▶ _EXERCISE_
From the opening line of the records through the line bearing "box: [371, 340, 512, 365]", set down every line exactly.

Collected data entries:
──────────
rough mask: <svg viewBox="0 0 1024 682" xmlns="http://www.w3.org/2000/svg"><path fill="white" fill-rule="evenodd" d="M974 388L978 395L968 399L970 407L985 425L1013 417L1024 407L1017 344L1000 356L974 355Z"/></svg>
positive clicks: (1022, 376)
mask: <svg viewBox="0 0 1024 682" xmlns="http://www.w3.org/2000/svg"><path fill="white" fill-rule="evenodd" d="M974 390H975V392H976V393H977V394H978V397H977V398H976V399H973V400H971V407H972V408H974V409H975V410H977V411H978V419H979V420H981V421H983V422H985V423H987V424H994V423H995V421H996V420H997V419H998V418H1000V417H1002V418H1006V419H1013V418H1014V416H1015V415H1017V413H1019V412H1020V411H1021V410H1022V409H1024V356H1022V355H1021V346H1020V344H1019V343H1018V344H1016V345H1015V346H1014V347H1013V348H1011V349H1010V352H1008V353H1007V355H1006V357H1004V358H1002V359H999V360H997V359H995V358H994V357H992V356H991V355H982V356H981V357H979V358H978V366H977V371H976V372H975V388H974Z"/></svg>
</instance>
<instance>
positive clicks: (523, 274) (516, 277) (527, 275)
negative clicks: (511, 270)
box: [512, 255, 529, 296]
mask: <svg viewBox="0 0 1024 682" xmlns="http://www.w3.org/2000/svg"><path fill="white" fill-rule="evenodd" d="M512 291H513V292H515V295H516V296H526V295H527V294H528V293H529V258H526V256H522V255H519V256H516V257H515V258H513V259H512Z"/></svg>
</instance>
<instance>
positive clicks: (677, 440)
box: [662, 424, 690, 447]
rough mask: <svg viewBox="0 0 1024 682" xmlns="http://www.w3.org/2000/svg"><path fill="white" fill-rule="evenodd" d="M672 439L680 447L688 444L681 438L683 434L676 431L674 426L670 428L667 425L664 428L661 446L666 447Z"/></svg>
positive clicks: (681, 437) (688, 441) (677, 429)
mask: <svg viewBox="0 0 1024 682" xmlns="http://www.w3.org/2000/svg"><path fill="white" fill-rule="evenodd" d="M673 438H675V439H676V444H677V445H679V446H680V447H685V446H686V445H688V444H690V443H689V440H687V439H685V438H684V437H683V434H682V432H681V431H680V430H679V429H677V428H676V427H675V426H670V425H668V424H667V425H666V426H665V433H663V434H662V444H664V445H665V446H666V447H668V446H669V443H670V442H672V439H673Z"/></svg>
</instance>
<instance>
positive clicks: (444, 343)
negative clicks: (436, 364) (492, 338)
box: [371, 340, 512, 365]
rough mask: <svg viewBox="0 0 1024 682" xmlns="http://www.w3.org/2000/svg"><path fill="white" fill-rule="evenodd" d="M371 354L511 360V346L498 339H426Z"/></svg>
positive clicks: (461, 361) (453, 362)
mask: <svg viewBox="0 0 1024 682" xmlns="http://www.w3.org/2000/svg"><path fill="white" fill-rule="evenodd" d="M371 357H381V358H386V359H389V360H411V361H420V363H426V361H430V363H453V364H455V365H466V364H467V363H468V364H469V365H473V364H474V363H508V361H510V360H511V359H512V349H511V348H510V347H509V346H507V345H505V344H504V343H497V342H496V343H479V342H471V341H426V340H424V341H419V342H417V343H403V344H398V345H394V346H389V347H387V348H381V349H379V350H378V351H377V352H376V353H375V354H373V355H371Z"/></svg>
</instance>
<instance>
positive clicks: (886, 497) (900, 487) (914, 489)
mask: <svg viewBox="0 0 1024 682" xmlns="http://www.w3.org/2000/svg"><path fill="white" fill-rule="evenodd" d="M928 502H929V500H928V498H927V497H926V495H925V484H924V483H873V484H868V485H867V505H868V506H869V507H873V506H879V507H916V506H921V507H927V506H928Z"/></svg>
──────────
▶ _SOLUTION TO THIS TASK_
rough mask: <svg viewBox="0 0 1024 682" xmlns="http://www.w3.org/2000/svg"><path fill="white" fill-rule="evenodd" d="M974 388L978 395L968 399L970 407L985 425L1013 417L1024 407L1017 344L1000 356L974 355Z"/></svg>
positive clicks: (1022, 376)
mask: <svg viewBox="0 0 1024 682" xmlns="http://www.w3.org/2000/svg"><path fill="white" fill-rule="evenodd" d="M974 390H975V392H976V393H977V394H978V397H977V398H976V399H973V400H971V407H972V408H974V409H975V410H977V411H978V419H979V420H981V421H983V422H985V423H987V424H994V423H995V421H996V420H997V419H998V418H1000V417H1002V418H1006V419H1013V418H1014V416H1015V415H1017V413H1019V412H1020V411H1021V410H1022V409H1024V356H1022V355H1021V346H1020V344H1019V343H1018V344H1016V345H1015V346H1014V347H1013V348H1011V349H1010V352H1008V353H1007V355H1006V357H1004V358H1002V359H999V360H997V359H995V358H994V357H992V356H991V355H982V356H981V357H979V358H978V366H977V371H976V372H975V388H974Z"/></svg>
</instance>
<instance>
positive clicks: (523, 274) (516, 277) (527, 275)
negative clicks: (511, 270)
box: [512, 255, 529, 296]
mask: <svg viewBox="0 0 1024 682" xmlns="http://www.w3.org/2000/svg"><path fill="white" fill-rule="evenodd" d="M512 291H513V292H515V295H516V296H526V295H527V294H528V293H529V258H526V256H522V255H519V256H516V257H515V258H513V259H512Z"/></svg>
</instance>
<instance>
positive clicks: (677, 440)
box: [662, 424, 690, 447]
rough mask: <svg viewBox="0 0 1024 682" xmlns="http://www.w3.org/2000/svg"><path fill="white" fill-rule="evenodd" d="M672 439L680 447L688 444L681 438L683 434L676 431L674 426L670 428L667 425L664 428L661 446L666 447Z"/></svg>
positive clicks: (681, 437) (688, 441) (677, 429)
mask: <svg viewBox="0 0 1024 682" xmlns="http://www.w3.org/2000/svg"><path fill="white" fill-rule="evenodd" d="M673 438H675V439H676V444H677V445H679V446H680V447H685V446H686V445H688V444H690V443H689V440H687V439H685V438H684V437H683V434H682V432H681V431H680V430H679V429H677V428H676V427H675V426H670V425H668V424H667V425H666V426H665V433H663V434H662V444H664V445H665V446H666V447H668V446H669V443H670V442H672V439H673Z"/></svg>
</instance>
<instance>
positive clicks: (444, 343)
negative clicks: (436, 364) (492, 338)
box: [371, 340, 512, 365]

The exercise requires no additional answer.